TEXT SEGMENT:
** BEGIN **
# Cemented gold?



## cly9412 (Jan 1, 2012)

What will gold look like if it is cemented by base metals.Or if useing sodium nitrate and everything was not dissolved by not adding enough sodium nitrate.What would the cemented gold look like.


----------



## Geo (Jan 1, 2012)

cemented gold normally looks very dark,even black because of the impurities.


----------



## Dr. Poe (Jan 1, 2012)

Depending on temperature and concentration, finely divided precipitates of gold range in color from golden brown (Hot and concentrated) to black (cold and/or diluted). Cemented gold on zinc, or steel wool is black. Under the microscope at a high enough power, the black appears as golden yellow. The light source must contain a sufficient amount of yellow. LCD lights do not. Gold appears as a greenish gray under the microscope with LCD lighting. Rust colored gold precipitates are common from hot solutions of gold tri-chloride-HCl brought down with ferrous sulfate. Gold remnants from nitric acid are also often rust colored. Black, blue, mauve purple, brown, are the most common colors. Take a look at Butcher's balls, his method of washing and coagulation is desirably classic. There's no doubt at what you are looking. It's what we all wish every gold drop would look. Dr. Poe


----------



## jimdoc (Jan 1, 2012)
** END **
PROBLEMS TO WORK ON:
- A) In the forum thread on cemented gold, what color does gold appear under the microscope with LCD lighting?
- B) Extend the forum thread on cemented gold past its final line.

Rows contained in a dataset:
** BEGIN **
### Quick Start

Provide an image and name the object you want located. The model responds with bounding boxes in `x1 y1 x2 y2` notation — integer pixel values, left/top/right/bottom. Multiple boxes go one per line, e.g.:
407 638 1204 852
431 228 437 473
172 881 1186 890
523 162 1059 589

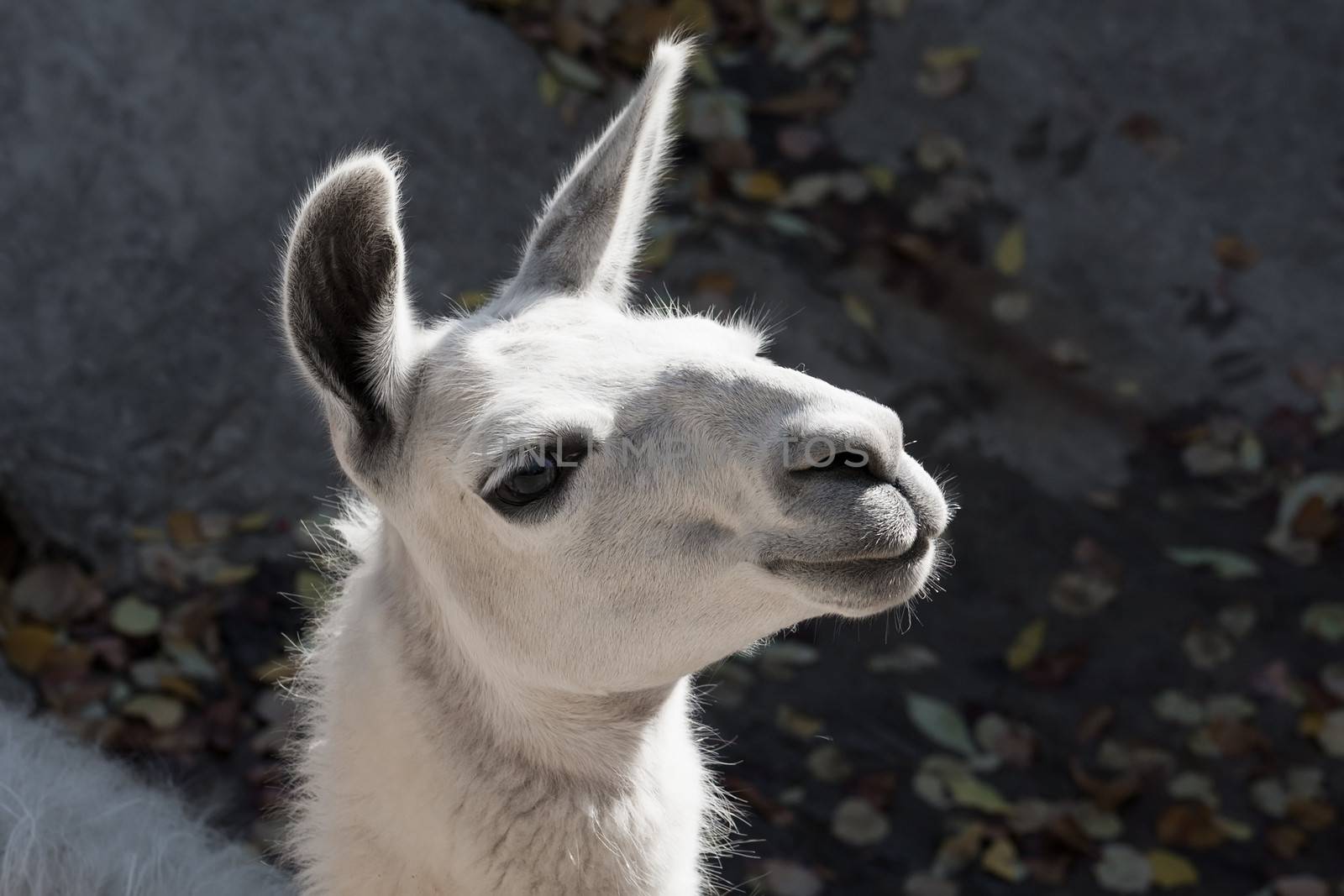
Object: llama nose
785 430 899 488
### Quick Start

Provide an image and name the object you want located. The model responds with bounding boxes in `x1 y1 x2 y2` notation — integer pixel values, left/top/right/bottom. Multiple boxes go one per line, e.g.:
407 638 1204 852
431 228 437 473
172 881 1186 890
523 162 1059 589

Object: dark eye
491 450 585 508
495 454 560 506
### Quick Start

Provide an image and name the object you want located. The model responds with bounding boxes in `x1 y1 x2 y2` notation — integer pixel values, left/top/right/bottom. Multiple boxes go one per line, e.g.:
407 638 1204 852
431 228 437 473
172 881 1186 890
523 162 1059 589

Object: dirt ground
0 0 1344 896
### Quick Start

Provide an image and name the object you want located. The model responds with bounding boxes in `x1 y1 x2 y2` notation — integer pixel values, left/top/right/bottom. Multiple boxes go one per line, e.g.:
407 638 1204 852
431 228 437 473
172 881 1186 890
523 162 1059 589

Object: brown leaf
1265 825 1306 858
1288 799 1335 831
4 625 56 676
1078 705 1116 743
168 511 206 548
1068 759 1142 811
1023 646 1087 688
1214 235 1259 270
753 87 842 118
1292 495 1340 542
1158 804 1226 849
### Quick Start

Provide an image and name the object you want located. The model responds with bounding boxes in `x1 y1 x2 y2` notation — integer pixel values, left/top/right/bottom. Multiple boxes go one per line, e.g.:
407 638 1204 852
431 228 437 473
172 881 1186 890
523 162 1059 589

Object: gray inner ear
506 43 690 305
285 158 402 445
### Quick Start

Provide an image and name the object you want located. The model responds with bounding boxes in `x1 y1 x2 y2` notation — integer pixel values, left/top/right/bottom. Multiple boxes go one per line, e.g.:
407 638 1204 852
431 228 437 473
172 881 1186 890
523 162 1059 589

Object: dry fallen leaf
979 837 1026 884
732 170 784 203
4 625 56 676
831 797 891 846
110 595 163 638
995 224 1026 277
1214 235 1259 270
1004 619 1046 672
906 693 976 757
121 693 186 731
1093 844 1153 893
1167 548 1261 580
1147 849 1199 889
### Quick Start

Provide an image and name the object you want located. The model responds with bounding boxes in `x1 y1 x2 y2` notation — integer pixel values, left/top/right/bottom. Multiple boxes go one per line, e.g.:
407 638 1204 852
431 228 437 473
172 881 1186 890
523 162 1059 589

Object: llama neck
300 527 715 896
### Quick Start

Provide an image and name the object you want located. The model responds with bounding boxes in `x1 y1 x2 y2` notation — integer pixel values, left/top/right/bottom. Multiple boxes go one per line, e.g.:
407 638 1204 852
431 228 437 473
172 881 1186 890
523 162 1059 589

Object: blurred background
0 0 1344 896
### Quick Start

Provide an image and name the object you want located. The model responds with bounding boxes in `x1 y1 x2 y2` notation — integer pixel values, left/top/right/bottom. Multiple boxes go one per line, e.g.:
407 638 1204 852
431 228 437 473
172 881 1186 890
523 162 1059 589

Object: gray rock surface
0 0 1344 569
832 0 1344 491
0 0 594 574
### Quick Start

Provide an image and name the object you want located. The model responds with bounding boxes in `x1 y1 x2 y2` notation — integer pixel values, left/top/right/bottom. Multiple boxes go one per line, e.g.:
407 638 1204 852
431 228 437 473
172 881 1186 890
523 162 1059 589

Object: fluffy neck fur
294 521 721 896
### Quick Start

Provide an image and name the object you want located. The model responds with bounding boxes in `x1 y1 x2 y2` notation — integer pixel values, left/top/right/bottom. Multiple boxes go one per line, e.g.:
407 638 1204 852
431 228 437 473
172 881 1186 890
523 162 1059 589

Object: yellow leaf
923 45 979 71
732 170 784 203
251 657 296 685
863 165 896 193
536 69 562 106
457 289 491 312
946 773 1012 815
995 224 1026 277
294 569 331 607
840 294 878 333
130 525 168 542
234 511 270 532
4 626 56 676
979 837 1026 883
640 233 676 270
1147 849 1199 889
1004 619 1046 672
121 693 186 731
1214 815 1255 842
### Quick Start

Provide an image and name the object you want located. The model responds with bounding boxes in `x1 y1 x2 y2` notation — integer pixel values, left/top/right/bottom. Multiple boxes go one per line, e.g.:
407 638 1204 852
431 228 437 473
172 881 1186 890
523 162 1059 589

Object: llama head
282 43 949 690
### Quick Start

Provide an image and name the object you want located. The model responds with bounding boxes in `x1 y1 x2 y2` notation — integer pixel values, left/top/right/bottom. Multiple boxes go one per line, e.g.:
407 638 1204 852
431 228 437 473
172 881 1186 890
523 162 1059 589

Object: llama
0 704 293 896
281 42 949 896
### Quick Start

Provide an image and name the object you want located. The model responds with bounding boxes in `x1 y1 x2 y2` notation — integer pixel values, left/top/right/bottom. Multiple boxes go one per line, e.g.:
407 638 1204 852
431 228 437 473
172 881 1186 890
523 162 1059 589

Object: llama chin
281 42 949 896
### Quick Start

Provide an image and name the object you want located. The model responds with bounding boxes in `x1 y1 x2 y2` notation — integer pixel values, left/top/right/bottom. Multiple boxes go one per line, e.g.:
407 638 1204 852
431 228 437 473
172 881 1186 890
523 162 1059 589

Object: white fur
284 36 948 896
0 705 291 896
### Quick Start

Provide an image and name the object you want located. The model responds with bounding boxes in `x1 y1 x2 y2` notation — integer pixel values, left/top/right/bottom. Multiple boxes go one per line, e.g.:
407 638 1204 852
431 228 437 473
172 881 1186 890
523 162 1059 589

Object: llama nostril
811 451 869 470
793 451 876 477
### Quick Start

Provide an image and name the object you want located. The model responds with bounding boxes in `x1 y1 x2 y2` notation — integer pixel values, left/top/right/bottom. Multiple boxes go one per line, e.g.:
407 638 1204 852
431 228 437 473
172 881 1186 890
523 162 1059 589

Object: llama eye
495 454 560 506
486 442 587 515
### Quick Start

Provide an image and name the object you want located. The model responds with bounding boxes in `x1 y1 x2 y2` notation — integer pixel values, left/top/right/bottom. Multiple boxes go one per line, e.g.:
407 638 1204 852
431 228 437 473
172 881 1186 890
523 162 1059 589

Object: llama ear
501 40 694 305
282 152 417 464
** END **
TASK RESULTS:
- A) Greenish gray.

- B)
Dr. Poe said:


> Take a look at Butcher's balls, his method of washing and coagulation is desirably classic. Dr. Poe



:shock: :shock: :shock:


----------



## Palladium (Jan 1, 2012)

jimdoc said:


> Dr. Poe said:
> 
> 
> > Take a look at Butcher's balls, his method of washing and coagulation is desirably classic. Dr. Poe
> ...





Dr. Poe said:


> Black, blue, mauve purple, brown, are the most common colors



:mrgreen:


----------



## Smack (Jan 1, 2012)

hehe


----------



## cly9412 (Jan 2, 2012)

jimdoc said:


> Dr. Poe said:
> 
> 
> > Take a look at Butcher's balls, his method of washing and coagulation is desirably classic. Dr. Poe
> ...


Where do I find Butcher's balls.I searched but no results?


----------



## slickdogg (Jan 2, 2012)

ha...ha :lol:


----------



## rewalston (Jan 2, 2012)

Dang Butcher, you should really have that checked out.


----------



## Dr. Poe (Jan 2, 2012)

cly9412 said:


> jimdoc said:
> 
> 
> > Dr. Poe said:
> ...


Here it is:

Re: Doing AuCl+SMB Precipitation in a Crucible
How I handle my washed powders, (by Butcher)
After washing well in my reaction vessel.

The powders are transferred to small clean glass jar (amount of powder determines size with extra room for more washing solution) (the jar is weighed dry, weight written on lid for later reference when weighing dry powder).

The wet gold powder is transferred using a spray bottle from the reaction pot to this small clean jar.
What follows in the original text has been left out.